#### [Supplied material]
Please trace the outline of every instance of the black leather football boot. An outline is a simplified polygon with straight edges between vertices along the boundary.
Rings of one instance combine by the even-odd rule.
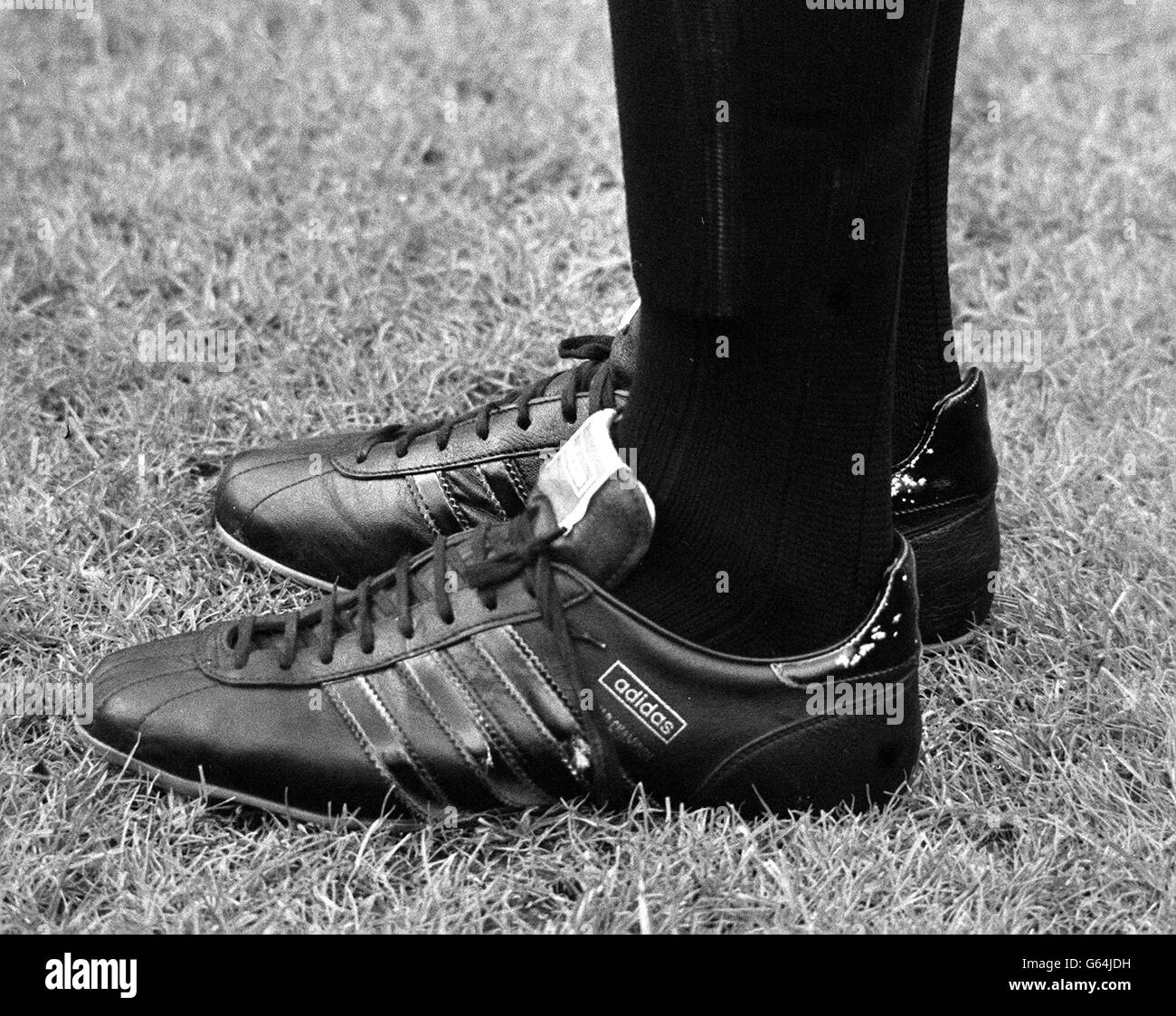
[[[619,333],[619,347],[636,307]],[[587,417],[623,407],[627,356],[613,336],[560,347],[581,362],[510,401],[457,417],[334,434],[246,452],[226,467],[213,514],[221,540],[298,581],[354,588],[402,555],[526,502],[540,467]],[[1000,567],[996,457],[984,380],[973,369],[933,410],[923,440],[895,467],[895,522],[918,560],[923,640],[984,620]]]
[[[639,783],[748,813],[884,801],[921,733],[907,541],[836,644],[691,644],[608,591],[654,528],[613,416],[574,434],[509,522],[437,537],[300,614],[115,653],[79,729],[165,787],[298,818],[623,808]]]

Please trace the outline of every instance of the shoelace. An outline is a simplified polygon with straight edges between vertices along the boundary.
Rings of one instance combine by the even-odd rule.
[[[433,607],[446,624],[455,621],[447,581],[450,566],[465,576],[469,587],[476,590],[479,599],[490,610],[497,608],[496,589],[510,579],[522,575],[527,595],[539,604],[540,619],[555,636],[560,656],[576,686],[581,708],[590,708],[583,706],[586,701],[592,700],[584,698],[586,687],[576,661],[573,639],[587,639],[592,642],[597,640],[574,633],[568,626],[550,557],[552,543],[562,535],[562,530],[536,532],[537,515],[537,506],[528,504],[521,515],[509,522],[483,522],[469,537],[473,547],[473,561],[469,563],[461,561],[460,555],[454,555],[456,561],[449,555],[450,546],[459,537],[437,536],[433,544],[430,568]],[[278,666],[289,669],[299,650],[309,649],[314,644],[299,646],[300,629],[315,627],[319,629],[318,656],[323,664],[330,663],[335,642],[343,633],[358,633],[360,651],[373,653],[376,620],[374,595],[383,590],[395,590],[396,624],[406,639],[412,639],[415,599],[410,568],[413,560],[410,555],[405,555],[396,562],[395,568],[374,579],[365,579],[352,593],[340,595],[336,587],[318,604],[306,610],[276,617],[255,615],[243,617],[227,633],[228,644],[233,650],[233,666],[236,669],[246,666],[250,651],[256,648],[259,635],[280,631]],[[600,766],[590,766],[593,793],[597,802],[603,803],[621,793],[632,793],[634,783],[621,767],[614,746],[601,736],[595,723],[584,722],[581,728],[588,738],[592,753],[589,757],[602,762]]]
[[[422,420],[417,423],[405,426],[403,423],[390,423],[381,427],[368,435],[368,440],[360,448],[355,456],[356,462],[362,462],[377,444],[395,441],[395,453],[397,459],[403,459],[408,454],[409,446],[417,437],[427,434],[436,435],[437,452],[445,452],[449,443],[449,437],[459,423],[468,420],[474,423],[474,433],[483,441],[490,434],[490,414],[496,409],[502,409],[512,405],[515,406],[515,425],[526,430],[530,427],[530,403],[544,394],[560,395],[560,408],[563,419],[568,423],[576,420],[576,396],[588,393],[588,412],[595,413],[600,409],[612,409],[616,406],[615,374],[609,354],[613,352],[613,335],[574,335],[560,342],[560,356],[564,360],[581,360],[575,367],[540,377],[529,385],[515,389],[509,396],[495,400],[470,409],[456,416],[442,416],[436,420]],[[548,392],[548,386],[552,392]]]
[[[549,556],[550,544],[559,539],[560,530],[550,534],[535,532],[536,508],[527,510],[508,523],[483,522],[470,534],[473,561],[463,562],[460,555],[450,555],[450,541],[437,536],[432,552],[432,603],[437,616],[446,623],[454,622],[453,601],[449,593],[450,572],[461,574],[479,599],[494,610],[497,607],[495,587],[520,573],[524,588],[540,607],[543,623],[556,636],[561,651],[574,663],[570,636],[563,606],[555,589]],[[352,631],[359,635],[361,653],[375,650],[375,594],[392,593],[395,597],[395,617],[400,633],[406,639],[414,635],[413,607],[417,595],[413,588],[412,555],[401,557],[394,568],[382,575],[365,579],[353,591],[340,594],[338,587],[316,604],[305,610],[295,610],[279,616],[248,615],[233,624],[228,639],[233,649],[233,666],[241,669],[248,663],[249,654],[256,648],[258,637],[281,633],[278,647],[278,666],[288,670],[300,649],[299,633],[318,628],[319,662],[330,663],[335,642],[340,635]]]

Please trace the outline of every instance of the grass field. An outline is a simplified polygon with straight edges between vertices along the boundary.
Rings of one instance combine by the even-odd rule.
[[[1045,345],[989,370],[997,603],[887,811],[333,833],[15,717],[0,928],[1176,928],[1172,7],[970,2],[957,317]],[[6,681],[305,602],[211,539],[226,456],[463,408],[634,296],[601,0],[0,13],[0,87]],[[160,322],[238,329],[235,369],[140,363]]]

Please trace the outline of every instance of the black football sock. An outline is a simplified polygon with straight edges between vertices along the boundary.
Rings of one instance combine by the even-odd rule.
[[[963,0],[942,0],[935,21],[923,134],[907,213],[907,253],[895,356],[894,452],[897,459],[914,448],[935,403],[960,385],[960,372],[954,362],[943,357],[943,348],[944,335],[951,329],[948,163],[962,21]]]
[[[613,0],[636,376],[657,507],[619,590],[783,655],[862,620],[893,553],[894,330],[934,5]]]

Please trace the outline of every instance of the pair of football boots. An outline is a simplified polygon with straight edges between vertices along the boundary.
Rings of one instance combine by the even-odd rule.
[[[328,591],[113,654],[83,736],[165,787],[302,820],[624,807],[637,784],[744,813],[883,802],[918,756],[922,642],[991,603],[982,375],[894,467],[894,556],[861,622],[753,659],[613,595],[655,526],[613,440],[629,339],[568,340],[575,367],[461,416],[236,456],[221,539]]]

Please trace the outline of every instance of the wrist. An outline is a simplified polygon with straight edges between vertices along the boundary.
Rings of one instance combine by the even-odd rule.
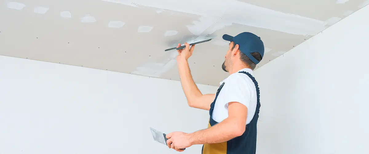
[[[190,141],[190,143],[191,145],[195,145],[197,144],[197,142],[196,140],[196,137],[195,137],[195,133],[196,132],[188,134],[189,136],[189,140]]]
[[[188,62],[187,61],[187,59],[186,59],[184,58],[179,59],[177,61],[177,63],[178,63],[179,64],[186,64],[188,63]]]

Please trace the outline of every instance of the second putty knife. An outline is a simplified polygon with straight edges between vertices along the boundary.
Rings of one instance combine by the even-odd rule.
[[[150,129],[151,130],[151,134],[152,134],[152,137],[154,138],[154,140],[159,143],[167,145],[166,140],[168,139],[166,137],[166,135],[165,134],[162,133],[151,127],[150,127]],[[186,149],[186,148],[181,149],[183,150],[184,149]]]

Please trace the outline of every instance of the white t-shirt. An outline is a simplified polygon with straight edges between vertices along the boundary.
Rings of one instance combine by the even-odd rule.
[[[245,68],[230,75],[220,82],[220,85],[225,82],[217,98],[213,112],[213,119],[220,123],[228,117],[228,103],[237,102],[247,107],[246,124],[252,120],[256,105],[257,96],[255,84],[248,76],[244,73],[245,71],[253,75],[252,70]]]

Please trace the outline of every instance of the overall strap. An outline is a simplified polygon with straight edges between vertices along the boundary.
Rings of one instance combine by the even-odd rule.
[[[213,111],[214,110],[214,106],[215,106],[215,102],[217,100],[217,98],[218,98],[218,95],[219,95],[220,90],[222,90],[222,88],[224,85],[224,83],[225,83],[223,82],[219,87],[219,88],[218,88],[218,90],[217,90],[217,93],[215,95],[215,98],[214,99],[214,100],[213,101],[213,103],[211,103],[211,104],[210,105],[210,109],[209,110],[209,114],[210,115],[210,117],[211,117],[211,114],[213,114]]]
[[[255,79],[255,78],[254,78],[251,74],[250,74],[248,72],[245,71],[241,71],[238,72],[238,73],[243,73],[247,75],[252,81],[254,82],[254,84],[255,84],[255,87],[256,88],[256,94],[257,99],[256,100],[257,102],[256,105],[256,109],[255,110],[255,114],[254,116],[255,116],[257,113],[258,114],[259,114],[259,112],[260,110],[260,91],[259,90],[259,85],[258,84],[258,82],[256,81]]]

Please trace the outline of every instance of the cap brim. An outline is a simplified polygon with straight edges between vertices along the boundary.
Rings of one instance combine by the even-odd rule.
[[[233,41],[233,37],[228,34],[223,35],[222,38],[223,38],[223,40],[225,41]]]

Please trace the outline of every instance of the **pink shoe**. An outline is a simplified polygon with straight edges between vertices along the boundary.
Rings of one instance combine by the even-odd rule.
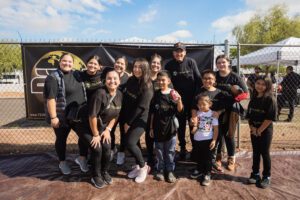
[[[135,165],[132,167],[132,170],[127,174],[128,178],[135,178],[138,176],[138,173],[140,171],[140,166]]]

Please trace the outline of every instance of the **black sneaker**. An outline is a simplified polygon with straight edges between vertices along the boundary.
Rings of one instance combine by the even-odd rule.
[[[199,178],[200,176],[202,176],[202,174],[201,174],[197,169],[195,169],[195,170],[193,171],[193,173],[190,175],[190,177],[191,177],[192,179],[197,179],[197,178]]]
[[[177,180],[177,179],[176,179],[174,173],[173,173],[173,172],[168,172],[168,174],[167,174],[167,181],[168,181],[169,183],[175,183],[176,180]]]
[[[263,189],[266,189],[270,186],[271,184],[271,179],[270,177],[264,177],[263,180],[260,182],[260,186]]]
[[[165,177],[164,174],[162,172],[157,172],[154,176],[154,179],[157,181],[164,181]]]
[[[201,181],[201,185],[203,186],[209,186],[211,182],[210,175],[205,175],[203,180]]]
[[[251,173],[250,178],[248,179],[249,184],[257,184],[260,182],[259,174]]]
[[[102,177],[103,177],[104,182],[105,182],[107,185],[112,184],[112,178],[111,178],[111,176],[109,175],[108,172],[102,172]]]
[[[91,182],[98,189],[103,188],[105,186],[105,182],[103,181],[102,177],[95,176],[91,179]]]

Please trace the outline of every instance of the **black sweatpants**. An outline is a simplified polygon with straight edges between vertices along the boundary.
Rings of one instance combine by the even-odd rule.
[[[212,151],[209,145],[212,140],[194,141],[194,156],[200,173],[210,175],[212,169]]]
[[[186,105],[184,105],[186,106]],[[186,107],[184,107],[185,109]],[[187,120],[190,120],[191,118],[191,113],[190,110],[185,110],[182,113],[179,113],[176,115],[178,122],[179,122],[179,128],[178,128],[178,140],[179,140],[179,146],[180,150],[186,150],[186,141],[185,141],[185,131],[186,131],[186,123]],[[191,130],[191,128],[190,128]],[[190,140],[192,143],[192,147],[194,146],[194,136],[193,134],[190,134]]]
[[[145,166],[145,161],[142,155],[142,151],[138,146],[138,142],[140,137],[145,133],[147,126],[147,122],[144,120],[136,120],[131,124],[126,136],[126,148],[135,158],[136,164],[140,166],[140,168]]]
[[[270,147],[273,137],[273,130],[271,128],[262,132],[261,136],[257,137],[251,134],[251,143],[253,149],[253,165],[252,172],[259,173],[260,156],[263,159],[263,177],[271,176],[271,157]]]
[[[110,132],[110,137],[111,137],[111,149],[114,149],[116,147],[116,128],[117,125],[119,124],[119,129],[120,129],[120,152],[124,152],[125,150],[125,134],[124,134],[124,125],[122,125],[120,122],[116,123],[114,127],[112,128]]]
[[[53,128],[56,136],[55,139],[55,151],[57,153],[59,161],[66,160],[66,146],[67,146],[67,138],[71,130],[73,129],[75,133],[78,135],[78,131],[72,124],[64,127]],[[87,157],[88,154],[88,146],[82,141],[82,139],[78,139],[78,147],[79,147],[79,155]]]
[[[219,135],[217,139],[217,153],[220,154],[222,152],[222,147],[224,142],[222,141],[224,139],[226,149],[227,149],[227,155],[228,156],[234,156],[235,155],[235,140],[234,137],[228,136],[228,129],[229,129],[229,122],[225,124],[219,124]]]
[[[93,177],[101,176],[101,172],[106,172],[109,170],[110,166],[110,143],[101,142],[100,146],[96,148],[91,147],[91,141],[93,139],[93,134],[88,124],[85,123],[73,123],[74,129],[77,131],[79,138],[84,144],[90,147],[92,156],[92,175]],[[99,131],[99,134],[102,132]]]

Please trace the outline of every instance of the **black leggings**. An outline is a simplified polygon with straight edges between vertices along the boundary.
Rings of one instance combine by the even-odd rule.
[[[186,131],[186,120],[190,120],[191,115],[190,112],[184,111],[183,113],[179,113],[177,116],[178,122],[179,122],[179,128],[178,128],[178,140],[179,140],[179,146],[180,150],[186,150],[186,141],[185,141],[185,131]],[[191,128],[190,128],[191,130]],[[190,134],[190,140],[192,143],[192,147],[194,146],[194,136],[193,134]]]
[[[212,151],[209,149],[211,141],[194,141],[193,152],[196,155],[197,168],[204,175],[210,175],[212,169]]]
[[[130,126],[128,132],[125,133],[126,147],[135,158],[136,164],[138,164],[141,168],[145,166],[145,161],[142,155],[142,151],[138,146],[138,142],[140,140],[140,137],[145,132],[146,126],[147,122],[143,120],[137,120]]]
[[[66,160],[67,138],[72,129],[78,135],[78,131],[74,129],[73,125],[69,125],[67,127],[54,128],[54,133],[56,135],[55,151],[57,153],[59,161]],[[88,146],[86,146],[85,143],[80,138],[78,139],[78,147],[79,147],[80,156],[87,157]]]
[[[96,148],[91,147],[91,141],[93,139],[92,131],[88,122],[86,123],[74,123],[74,129],[77,130],[79,138],[84,142],[86,146],[90,147],[92,156],[92,175],[93,177],[101,176],[101,172],[109,170],[110,166],[110,144],[102,143]],[[101,131],[100,131],[101,134]]]
[[[117,128],[117,125],[119,124],[119,129],[120,129],[120,152],[124,152],[125,150],[125,131],[124,131],[124,124],[116,123],[114,127],[112,128],[110,132],[110,137],[111,137],[111,149],[114,149],[116,147],[116,135],[115,131]]]
[[[260,137],[251,134],[251,143],[253,148],[253,165],[252,171],[254,174],[259,173],[260,156],[263,159],[263,177],[271,176],[271,157],[270,147],[273,137],[273,130],[265,130]]]
[[[226,149],[228,156],[235,155],[235,140],[234,137],[228,136],[229,123],[219,124],[219,135],[217,140],[217,153],[220,154],[222,152],[223,147],[223,138],[225,140]]]

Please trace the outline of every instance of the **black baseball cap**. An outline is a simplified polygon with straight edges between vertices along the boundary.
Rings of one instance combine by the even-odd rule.
[[[179,49],[185,51],[186,47],[183,43],[177,42],[174,44],[174,51],[177,51]]]

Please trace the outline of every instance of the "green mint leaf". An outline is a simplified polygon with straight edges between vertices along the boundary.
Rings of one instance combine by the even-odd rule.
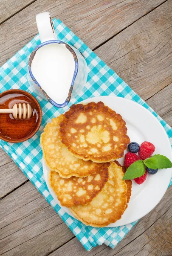
[[[144,161],[144,164],[148,168],[152,169],[164,169],[172,167],[171,161],[163,155],[155,154]]]
[[[140,177],[145,172],[145,167],[143,160],[138,160],[131,164],[127,170],[123,180],[133,180]]]

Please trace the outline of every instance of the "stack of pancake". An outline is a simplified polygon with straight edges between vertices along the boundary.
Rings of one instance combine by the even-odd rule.
[[[50,186],[62,205],[86,225],[121,218],[132,182],[116,160],[130,143],[125,122],[101,102],[73,105],[47,124],[41,137]]]

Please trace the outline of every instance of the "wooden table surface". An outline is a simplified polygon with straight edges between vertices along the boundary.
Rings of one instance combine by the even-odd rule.
[[[172,126],[172,0],[2,0],[0,66],[37,33],[35,15],[46,11]],[[103,245],[87,252],[2,150],[0,172],[1,255],[172,254],[172,186],[115,249]]]

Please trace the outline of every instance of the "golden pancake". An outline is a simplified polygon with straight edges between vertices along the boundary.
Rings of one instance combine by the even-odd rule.
[[[125,210],[127,186],[122,168],[110,162],[109,179],[102,191],[86,205],[70,208],[74,216],[85,225],[105,227],[121,218]]]
[[[49,174],[49,182],[62,205],[70,207],[86,204],[100,193],[108,179],[107,163],[98,172],[84,178],[74,176],[64,179],[54,171]]]
[[[116,160],[114,161],[114,162],[116,163],[116,164],[118,166],[121,166],[121,167],[122,167],[122,172],[123,172],[123,173],[124,174],[125,173],[125,172],[126,172],[126,168],[125,167],[125,166],[122,166],[118,162],[118,161],[116,161]],[[127,186],[127,192],[126,192],[126,196],[127,196],[127,204],[128,204],[128,203],[129,202],[130,199],[131,195],[131,189],[132,187],[132,181],[131,180],[125,180],[125,182]],[[128,207],[127,204],[126,204],[126,207],[125,209],[126,209]]]
[[[79,159],[62,143],[59,124],[63,118],[63,115],[53,118],[41,134],[41,144],[47,165],[50,170],[58,172],[63,178],[72,176],[82,177],[97,172],[102,164]]]
[[[62,142],[84,160],[116,160],[123,156],[130,142],[125,125],[120,115],[102,102],[73,105],[60,124]]]

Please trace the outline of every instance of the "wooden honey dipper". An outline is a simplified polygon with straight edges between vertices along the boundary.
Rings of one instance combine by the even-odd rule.
[[[17,115],[19,119],[22,118],[22,115],[23,119],[29,119],[32,114],[32,109],[28,103],[19,103],[18,108],[16,103],[11,109],[0,109],[0,113],[11,113],[14,119],[17,119]]]

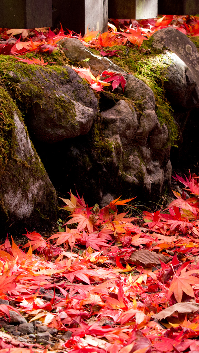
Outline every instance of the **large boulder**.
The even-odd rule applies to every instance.
[[[48,69],[17,64],[8,74],[29,131],[50,143],[85,134],[98,112],[93,92],[69,66]]]
[[[101,73],[104,70],[125,73],[121,67],[115,65],[108,58],[94,54],[78,39],[64,39],[59,42],[58,44],[64,49],[67,49],[65,54],[72,62],[81,62],[84,67],[89,67],[94,76],[97,76],[99,72]]]
[[[56,219],[55,190],[30,141],[20,112],[0,87],[1,234],[41,229]]]
[[[152,47],[160,50],[166,63],[164,87],[178,126],[179,148],[172,149],[171,158],[174,170],[198,173],[197,131],[199,128],[199,53],[192,40],[173,27],[153,35]]]
[[[170,101],[189,109],[199,107],[199,53],[195,44],[171,27],[157,31],[153,37],[153,47],[163,49],[169,59],[164,85]]]

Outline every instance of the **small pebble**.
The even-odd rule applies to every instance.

#### [What needs to be done]
Copy everything from the line containing "Outline every instance of the **small" down to the end of the data, swapping "pebble" for "stone" and leaving all else unchanged.

#### [Response below]
Outline every instance of the **small stone**.
The even-odd rule applies to every instance.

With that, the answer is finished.